### Werkinstructies
- A) Schrijf het fragment over epilepsie en rijgeschiktheid woordelijk over, van "Uitzondering: personen die" tot en met "tot zes maanden na de aanval.".
- B) Vul het fragment over epilepsie en rijgeschiktheid aan met een vervolg dat direct na de laatste zin begint.

In geval van arterioveneuze malformaties, intracerebrale bloedingen, herseninfarcten
en hersentumoren, met risico op epileptische aanvallen, gelden tevens de normen uit
paragrafen 7.5 tot en met 7.6.4
Voor de beoordeling van de geschiktheid van personen met een epileptische aanval of
meerdere epileptische aanvallen in de voorgeschiedenis is een specialistisch rapport,
opgesteld door een neuroloog, vereist.
Uitzondering: personen die vijf jaar aanvalsvrij zijn, ongeacht anti-epileptische
medicatie, volstaat voor groep 1 een aantekening van de keurend arts.
Aan het gebruik van een rijbewijs van groep 1 door personen met één of meerdere epileptische
aanvallen in de voorgeschiedenis moeten vanwege een verhoogd risico op een verkeersongeval
extra eisen worden gesteld. Personen die voldoen aan de hieronder gestelde eisen van
groep 1, maar niet tevens voldoen aan de hieronder gestelde eisen van groep 2, zijn
permanent ongeschikt voor beroepsmatig vervoer van personen of het onder toezicht
doen besturen van derden.
7.2.1 Eerste epileptische aanval
-
a. groep 1: Personen met een eerste epileptische aanval zijn ongeschikt voor rijbewijzen
van groep 1 tot zes maanden na de aanval.
Een uitzondering kan worden gemaakt als is voldaan aan één van de onderstaande voorwaarden:
-
– een eerste niet-geprovoceerde epileptische aanval zonder ‘epileptiforme afwijkingen’
op het standaard EEG (gemaakt na de aanval) en zonder voor epilepsie relevante afwijkingen
op de MRI-scan van de hersenen: ongeschikt tot drie maanden na de aanval;
-
– een eerste geprovoceerde epileptische aanval: individueel door de neuroloog te beoordelen,
maar ongeschikt tot tenminste drie maanden na de aanval, mede afhankelijk van de oorzaak
van de aanval;
-
– een eerste epileptische aanval bij een progressief neurologische aandoening: individueel
door de neuroloog te beoordelen, maar ongeschikt tot tenminste zes maanden na de aanval.
Na afloop van de aanvalsvrije periode kunnen personen, die voldoen aan bovenstaande
voorwaarden, geschikt worden verklaard voor een termijn van twee jaar. Bij blijvende
aanvalsvrijheid is de maximale geschiktheidstermijn vervolgens drie jaar en dan onbeperkt.
Personen die bij een eerste beoordeling door het CBR al drie jaar aanvalsvrij zijn,
mogen op basis van een rapport van de neuroloog direct geschikt worden verklaard voor
een termijn van drie jaar. Personen die vijf jaar of langer aanvalsvrij zijn op basis
van een aantekening van de keurend arts voor onbeperkte tijd.

### Broninformatie
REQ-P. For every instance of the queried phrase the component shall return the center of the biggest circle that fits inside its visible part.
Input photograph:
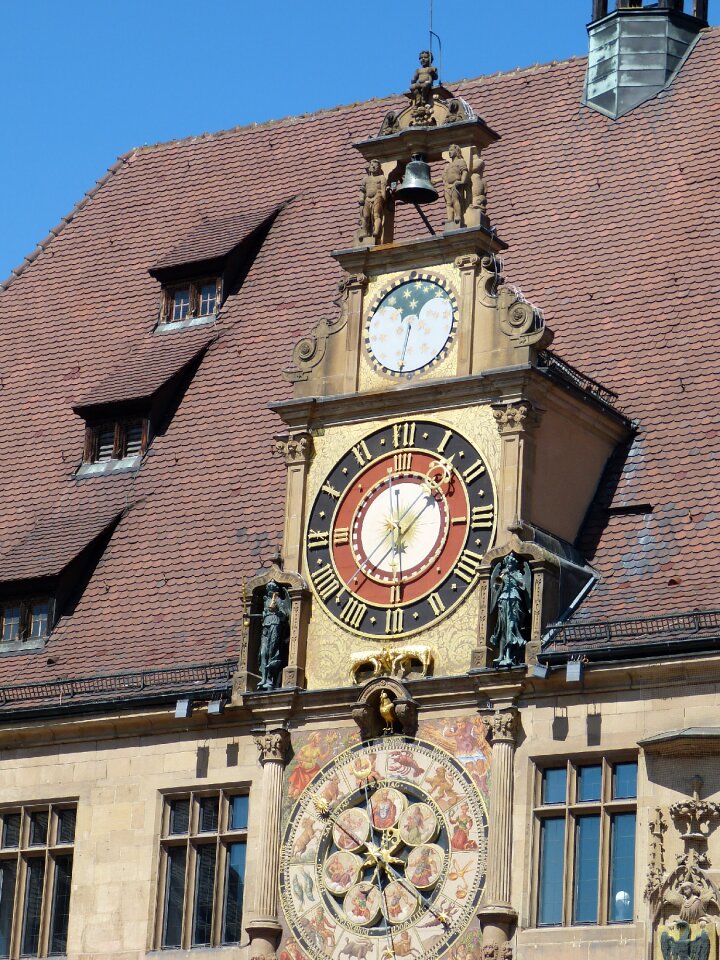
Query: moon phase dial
(398, 529)
(391, 861)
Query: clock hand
(407, 337)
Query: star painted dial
(384, 854)
(398, 529)
(411, 326)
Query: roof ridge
(323, 111)
(122, 161)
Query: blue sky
(85, 80)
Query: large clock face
(398, 530)
(412, 326)
(384, 854)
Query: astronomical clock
(384, 853)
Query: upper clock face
(412, 326)
(398, 530)
(384, 854)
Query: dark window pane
(587, 866)
(204, 894)
(624, 781)
(38, 828)
(34, 882)
(8, 872)
(133, 438)
(208, 293)
(239, 812)
(61, 905)
(66, 825)
(174, 896)
(106, 443)
(554, 785)
(11, 830)
(209, 814)
(589, 783)
(622, 867)
(234, 885)
(552, 871)
(179, 816)
(38, 616)
(181, 304)
(11, 624)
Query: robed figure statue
(274, 636)
(510, 595)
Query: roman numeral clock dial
(398, 529)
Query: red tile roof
(613, 231)
(147, 367)
(214, 237)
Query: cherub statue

### Antwoorden
- A)
Uitzondering: personen die vijf jaar aanvalsvrij zijn, ongeacht anti-epileptische
medicatie, volstaat voor groep 1 een aantekening van de keurend arts.
Aan het gebruik van een rijbewijs van groep 1 door personen met één of meerdere epileptische
aanvallen in de voorgeschiedenis moeten vanwege een verhoogd risico op een verkeersongeval
extra eisen worden gesteld. Personen die voldoen aan de hieronder gestelde eisen van
groep 1, maar niet tevens voldoen aan de hieronder gestelde eisen van groep 2, zijn
permanent ongeschikt voor beroepsmatig vervoer van personen of het onder toezicht
doen besturen van derden.
7.2.1 Eerste epileptische aanval
-
a. groep 1: Personen met een eerste epileptische aanval zijn ongeschikt voor rijbewijzen
van groep 1 tot zes maanden na de aanval.

- B)
-
b. groep 2: Personen met een eerste, al dan niet geprovoceerde, epileptische aanval zijn
ongeschikt voor rijbewijzen van groep 2, tenzij zij vijf jaar lang aanvalsvrij zijn
gebleven en gedurende die periode niet zijn behandeld met anti-epileptische medicatie.
Uitzondering kan – vanwege de erkende gunstige prognose – worden gemaakt voor personen
die twee jaar lang aanvalsvrij zijn gebleven en gedurende die periode niet zijn behandeld
met anti-epileptische medicatie. Zij kunnen geschikt worden verklaard als er geen
voor epilepsie relevante afwijkingen op de MRI-scan van de hersenen, op een recent
standaard EEG en op een recent EEG na partiële of gehele slaaponthouding zijn gevonden.
Na afloop van de aanvalsvrije periode kunnen personen, die voldoen aan bovenstaande
voorwaarden, geschikt worden verklaard voor een termijn van één jaar. Bij blijvende
aanvalsvrijheid is de maximale geschiktheidstermijn vervolgens drie jaar, dan telkens
vijf jaar.
Personen die bij een eerste beoordeling door het CBR al tien jaar of langer aanvalsvrij
zijn zonder gebruik van anti-epileptische medicatie, mogen op basis van een rapport
van de neuroloog direct geschikt worden verklaard voor de maximale termijn van vijf
jaar.
7.2.2 Meer dan één epileptische aanval
-
a. groep 1: Personen met meer dan één epileptische aanval in de voorgeschiedenis zijn
ongeschikt voor rijbewijzen van groep 1 tot een jaar na de laatste aanval. Een uitzondering
kan worden gemaakt als is voldaan aan één van de onderstaande voorwaarden:
-
– een sporadische epileptische aanval: ongeschikt gedurende zes maanden na de aanval;
-
– epileptische aanvallen bij een progressief neurologische aandoening: individueel door
de neuroloog te beoordelen, maar ongeschikt tot ten minste een jaar na de laatste
aanval;
-
– aanvallen in de slaap: als is gebleken dat gedurende een jaar na de eerste aanval
tijdens de slaap uitsluitend aanvallen in de slaap zijn opgetreden (stabiel aanvalspatroon)
bestaat er geschiktheid;
-
– myoclonieën en eenvoudig partiële aanvallen: als is gebleken dat gedurende drie maanden
na de eerste myoclonie of eenvoudig partiële aanval alleen myoclonieën of eenvoudige
partiële aanvallen zijn opgetreden die geen invloed hebben op de geschiktheid voor
het besturen van motorrijtuigen (stabiel aanvalspatroon), bestaat er geschiktheid.
Na afloop van de aanvalsvrije periode of bij een stabiel aanvalspatroon kunnen personen,
die voldoen aan bovenstaande voorwaarden, geschikt worden verklaard voor een termijn
van twee jaar. Bij gelijkblijvende situatie is de maximale geschiktheidstermijn vervolgens
drie jaar en dan onbeperkt.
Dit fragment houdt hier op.